[Pointing records]
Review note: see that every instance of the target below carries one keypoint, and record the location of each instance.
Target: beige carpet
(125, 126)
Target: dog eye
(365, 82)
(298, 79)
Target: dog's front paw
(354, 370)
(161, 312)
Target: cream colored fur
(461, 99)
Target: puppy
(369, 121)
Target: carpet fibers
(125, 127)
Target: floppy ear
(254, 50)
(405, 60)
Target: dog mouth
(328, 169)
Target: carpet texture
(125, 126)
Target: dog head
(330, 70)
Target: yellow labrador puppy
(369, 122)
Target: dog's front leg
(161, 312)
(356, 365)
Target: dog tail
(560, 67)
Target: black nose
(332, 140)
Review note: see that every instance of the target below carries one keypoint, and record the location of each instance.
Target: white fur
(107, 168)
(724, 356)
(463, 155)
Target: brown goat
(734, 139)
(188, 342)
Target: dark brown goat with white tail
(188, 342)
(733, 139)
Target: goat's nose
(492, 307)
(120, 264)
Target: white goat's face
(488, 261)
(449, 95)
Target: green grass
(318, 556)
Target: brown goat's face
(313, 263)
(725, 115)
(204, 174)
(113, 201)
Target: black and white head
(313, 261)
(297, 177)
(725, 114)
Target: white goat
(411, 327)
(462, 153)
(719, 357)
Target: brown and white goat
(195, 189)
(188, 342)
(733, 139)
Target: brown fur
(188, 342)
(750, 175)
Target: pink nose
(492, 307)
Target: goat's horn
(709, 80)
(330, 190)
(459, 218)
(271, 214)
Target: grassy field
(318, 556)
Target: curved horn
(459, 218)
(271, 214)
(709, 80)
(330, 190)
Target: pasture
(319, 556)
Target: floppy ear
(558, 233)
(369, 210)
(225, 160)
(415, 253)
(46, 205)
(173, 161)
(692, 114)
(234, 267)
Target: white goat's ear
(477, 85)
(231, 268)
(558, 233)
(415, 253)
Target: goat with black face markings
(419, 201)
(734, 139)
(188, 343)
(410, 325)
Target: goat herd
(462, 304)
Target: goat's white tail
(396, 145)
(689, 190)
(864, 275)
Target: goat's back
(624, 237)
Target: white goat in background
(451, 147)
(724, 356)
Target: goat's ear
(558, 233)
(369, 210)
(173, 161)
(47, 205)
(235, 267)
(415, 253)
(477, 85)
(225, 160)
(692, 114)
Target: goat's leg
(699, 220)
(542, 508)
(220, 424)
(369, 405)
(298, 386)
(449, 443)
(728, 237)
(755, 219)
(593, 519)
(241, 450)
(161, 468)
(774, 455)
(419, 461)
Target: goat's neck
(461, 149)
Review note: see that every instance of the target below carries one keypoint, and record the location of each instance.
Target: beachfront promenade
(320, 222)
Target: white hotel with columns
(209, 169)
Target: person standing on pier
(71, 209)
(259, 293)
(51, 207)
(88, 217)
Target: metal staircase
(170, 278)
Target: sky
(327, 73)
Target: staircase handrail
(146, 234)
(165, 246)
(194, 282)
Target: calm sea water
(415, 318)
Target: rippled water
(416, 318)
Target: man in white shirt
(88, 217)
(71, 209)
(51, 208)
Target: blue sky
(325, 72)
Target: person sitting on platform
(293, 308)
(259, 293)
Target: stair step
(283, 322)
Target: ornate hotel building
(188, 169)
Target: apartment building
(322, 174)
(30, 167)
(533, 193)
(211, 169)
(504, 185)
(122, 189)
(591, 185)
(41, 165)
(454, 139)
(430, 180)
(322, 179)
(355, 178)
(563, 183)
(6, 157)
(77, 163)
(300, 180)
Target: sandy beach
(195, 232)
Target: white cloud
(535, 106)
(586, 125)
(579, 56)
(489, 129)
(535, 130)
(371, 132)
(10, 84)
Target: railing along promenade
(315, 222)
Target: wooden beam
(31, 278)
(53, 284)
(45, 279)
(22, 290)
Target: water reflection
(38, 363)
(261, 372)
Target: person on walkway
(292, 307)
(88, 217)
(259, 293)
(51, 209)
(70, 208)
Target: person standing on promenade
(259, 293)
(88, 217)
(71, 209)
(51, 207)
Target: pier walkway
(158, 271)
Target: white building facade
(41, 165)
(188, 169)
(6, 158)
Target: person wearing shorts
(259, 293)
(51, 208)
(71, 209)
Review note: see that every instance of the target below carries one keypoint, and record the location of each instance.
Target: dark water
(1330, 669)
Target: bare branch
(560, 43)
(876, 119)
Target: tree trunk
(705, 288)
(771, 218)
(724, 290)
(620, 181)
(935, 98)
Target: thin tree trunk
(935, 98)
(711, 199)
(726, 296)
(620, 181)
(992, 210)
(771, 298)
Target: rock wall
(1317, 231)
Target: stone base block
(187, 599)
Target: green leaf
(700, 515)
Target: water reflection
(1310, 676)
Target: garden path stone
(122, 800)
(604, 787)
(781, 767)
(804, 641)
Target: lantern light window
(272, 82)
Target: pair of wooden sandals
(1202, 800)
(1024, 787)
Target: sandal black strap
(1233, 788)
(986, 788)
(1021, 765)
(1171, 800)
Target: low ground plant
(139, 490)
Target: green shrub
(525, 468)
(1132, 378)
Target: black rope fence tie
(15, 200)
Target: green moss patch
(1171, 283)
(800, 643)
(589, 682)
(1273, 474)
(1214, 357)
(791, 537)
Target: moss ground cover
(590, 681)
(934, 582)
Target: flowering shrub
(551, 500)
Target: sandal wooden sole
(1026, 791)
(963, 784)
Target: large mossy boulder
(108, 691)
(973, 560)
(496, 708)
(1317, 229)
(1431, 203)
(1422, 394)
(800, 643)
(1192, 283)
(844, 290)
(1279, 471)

WHAT IS NEEDED => Starting at the line that contains "Target: sandy beach" and ending with the last of the lines, write those lines out again with their requests, offsetting every coordinate in the answers by 58.

ANSWER BELOW =>
Target: sandy beach
(253, 290)
Target: white cloud
(593, 164)
(644, 183)
(637, 114)
(547, 187)
(593, 188)
(429, 190)
(68, 142)
Target: railing along promenade
(373, 280)
Target: wooden beam
(89, 336)
(111, 342)
(103, 337)
(80, 348)
Target: water reflection
(96, 421)
(319, 430)
Target: person on walkway
(350, 365)
(146, 275)
(317, 351)
(109, 267)
(128, 266)
Target: person standing on promenade
(317, 351)
(146, 275)
(129, 267)
(109, 265)
Target: pier walkway
(216, 329)
Target: white building facade
(99, 223)
(246, 227)
(64, 216)
Target: person wearing shorts
(317, 351)
(109, 266)
(129, 267)
Review note: see that every instance of the target below carries one keypoint, and record the location of each instance.
Target: dark water
(1388, 727)
Target: bare branch
(618, 101)
(934, 177)
Target: tree trunk
(763, 346)
(829, 276)
(782, 348)
(678, 239)
(993, 156)
Target: thin tree trunk
(993, 156)
(769, 257)
(784, 354)
(678, 239)
(1050, 268)
(829, 356)
Target: rock wall
(1375, 289)
Target: stone base block
(245, 657)
Target: green leaf
(758, 573)
Target: water reflection
(1368, 734)
Target: garden path stone
(180, 858)
(662, 845)
(839, 825)
(862, 699)
Target: lantern light window
(330, 140)
Target: pair of wooden sandals
(1260, 858)
(1082, 845)
Target: sandal black strap
(1291, 846)
(1044, 846)
(1079, 823)
(1229, 858)
Target: low ground plant
(197, 548)
Target: green shrub
(583, 526)
(1190, 436)
Target: black rope fence tie
(73, 258)
Target: green moss patch
(1229, 341)
(858, 701)
(647, 740)
(1331, 532)
(1272, 415)
(849, 595)
Target: moss ground cover
(648, 739)
(992, 640)
Target: flowering shrub
(609, 558)
Target: sandal wooden sole
(1084, 849)
(1021, 842)
Target: large mossy boulder
(166, 749)
(1031, 618)
(554, 766)
(1375, 287)
(1489, 261)
(1480, 452)
(858, 701)
(1250, 341)
(902, 348)
(1337, 529)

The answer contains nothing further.